* Goal of the exercise
Turn the lines of data below into a numbered list, leaving out any blank lines.

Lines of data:
===============
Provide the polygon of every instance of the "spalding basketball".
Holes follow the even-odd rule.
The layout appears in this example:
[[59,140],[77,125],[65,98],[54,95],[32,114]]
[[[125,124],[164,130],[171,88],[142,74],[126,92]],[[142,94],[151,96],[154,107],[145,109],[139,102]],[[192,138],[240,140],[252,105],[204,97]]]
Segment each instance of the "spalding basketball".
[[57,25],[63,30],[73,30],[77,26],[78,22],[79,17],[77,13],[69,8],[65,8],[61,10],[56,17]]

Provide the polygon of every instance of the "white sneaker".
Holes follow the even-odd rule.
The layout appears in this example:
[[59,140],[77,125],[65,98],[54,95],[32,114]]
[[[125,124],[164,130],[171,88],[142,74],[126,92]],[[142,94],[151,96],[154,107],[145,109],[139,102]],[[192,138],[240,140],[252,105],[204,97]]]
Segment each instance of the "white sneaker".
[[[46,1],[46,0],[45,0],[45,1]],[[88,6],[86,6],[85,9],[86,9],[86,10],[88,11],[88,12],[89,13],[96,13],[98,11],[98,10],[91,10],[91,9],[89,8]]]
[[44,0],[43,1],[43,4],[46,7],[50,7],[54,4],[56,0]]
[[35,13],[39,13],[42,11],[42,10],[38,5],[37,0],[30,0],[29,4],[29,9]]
===============
* Complete response
1. Provide the polygon of every instance of the "spalding basketball".
2. Holes follow the even-odd rule.
3. The layout appears in this example:
4. [[59,140],[77,125],[65,98],[54,95],[32,114]]
5. [[[125,124],[164,130],[171,88],[142,74],[126,92]],[[142,94],[151,96],[154,107],[145,109],[139,102]],[[192,138],[240,140],[252,105],[204,97]]]
6. Segment each instance of the "spalding basketball".
7. [[57,25],[63,30],[73,30],[77,26],[78,22],[79,17],[77,13],[69,8],[65,8],[61,10],[56,17]]
8. Provide the polygon of every instance of the "white sneaker".
9. Holes follow the even-odd rule.
10. The layout appears in this example:
11. [[59,140],[77,125],[65,98],[54,95],[32,114]]
12. [[[125,124],[164,130],[171,88],[142,74],[126,92]],[[142,94],[151,96],[154,107],[145,109],[139,102]],[[192,138],[240,140],[252,105],[204,97]]]
13. Segment each instance of the "white sneaker".
14. [[[46,1],[46,0],[45,0],[45,1]],[[88,6],[86,6],[85,9],[86,9],[86,10],[88,11],[88,12],[89,13],[96,13],[98,11],[98,10],[91,10],[91,9],[89,8]]]
15. [[44,0],[43,1],[43,4],[46,7],[50,7],[54,4],[56,0]]
16. [[35,13],[39,13],[42,11],[42,10],[38,5],[37,0],[30,0],[29,4],[29,9]]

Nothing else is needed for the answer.